[Aim of the exercise]
Your task is to write out the lines from the line containing "Verify that every instance of the yellow" through the last line of the material, exactly.

[Provided data]
########

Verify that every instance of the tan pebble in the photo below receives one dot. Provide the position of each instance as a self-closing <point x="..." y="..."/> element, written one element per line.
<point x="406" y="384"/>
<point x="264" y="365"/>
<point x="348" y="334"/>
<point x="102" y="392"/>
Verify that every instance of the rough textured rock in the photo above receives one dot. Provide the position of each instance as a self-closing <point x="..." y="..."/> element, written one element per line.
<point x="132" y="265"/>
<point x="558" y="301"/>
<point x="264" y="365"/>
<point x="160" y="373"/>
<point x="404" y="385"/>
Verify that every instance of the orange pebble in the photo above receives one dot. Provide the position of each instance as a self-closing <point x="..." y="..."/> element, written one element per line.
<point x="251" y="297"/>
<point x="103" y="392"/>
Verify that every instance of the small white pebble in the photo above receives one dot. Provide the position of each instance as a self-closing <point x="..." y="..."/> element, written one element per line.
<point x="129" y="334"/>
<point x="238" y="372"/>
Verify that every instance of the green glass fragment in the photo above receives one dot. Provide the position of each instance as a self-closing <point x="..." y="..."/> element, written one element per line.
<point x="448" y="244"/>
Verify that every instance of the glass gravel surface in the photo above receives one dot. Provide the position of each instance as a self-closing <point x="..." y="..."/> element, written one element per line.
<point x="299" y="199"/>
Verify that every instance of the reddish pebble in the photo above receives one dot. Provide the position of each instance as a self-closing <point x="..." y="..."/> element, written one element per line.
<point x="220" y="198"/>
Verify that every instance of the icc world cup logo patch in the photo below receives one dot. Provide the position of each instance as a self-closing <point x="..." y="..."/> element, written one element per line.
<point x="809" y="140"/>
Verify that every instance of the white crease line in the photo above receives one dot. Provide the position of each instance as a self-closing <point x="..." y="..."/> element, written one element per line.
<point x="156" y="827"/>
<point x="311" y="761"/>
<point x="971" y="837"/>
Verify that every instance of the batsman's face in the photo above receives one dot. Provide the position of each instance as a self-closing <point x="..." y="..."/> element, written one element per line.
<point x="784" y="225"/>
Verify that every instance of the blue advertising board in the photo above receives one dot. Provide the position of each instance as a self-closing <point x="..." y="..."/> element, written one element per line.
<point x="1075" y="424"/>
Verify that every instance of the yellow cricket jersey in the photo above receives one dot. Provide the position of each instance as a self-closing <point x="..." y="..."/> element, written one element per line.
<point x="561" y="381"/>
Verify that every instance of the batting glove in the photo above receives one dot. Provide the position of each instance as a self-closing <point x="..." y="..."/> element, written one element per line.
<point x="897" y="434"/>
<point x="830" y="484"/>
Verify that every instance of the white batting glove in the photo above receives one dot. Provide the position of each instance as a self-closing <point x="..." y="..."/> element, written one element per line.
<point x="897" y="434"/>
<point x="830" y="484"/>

########

[Exercise answer]
Verify that every instance of the yellow cricket jersey in the photo above receives one dot. Provide the position of each instance as a self-closing <point x="..." y="..."/> element, written one element per line.
<point x="561" y="381"/>
Verify that every instance of the batting glove in the photo above receives one dot. Provide the position of each instance as a self-closing <point x="..." y="..."/> element, written one element per line.
<point x="897" y="434"/>
<point x="830" y="484"/>
Verify that every instance of the white batting glove in the photo above receives one dot. Provide the position of each instance as a self-closing <point x="..." y="..."/> element, written one element per line.
<point x="897" y="434"/>
<point x="830" y="484"/>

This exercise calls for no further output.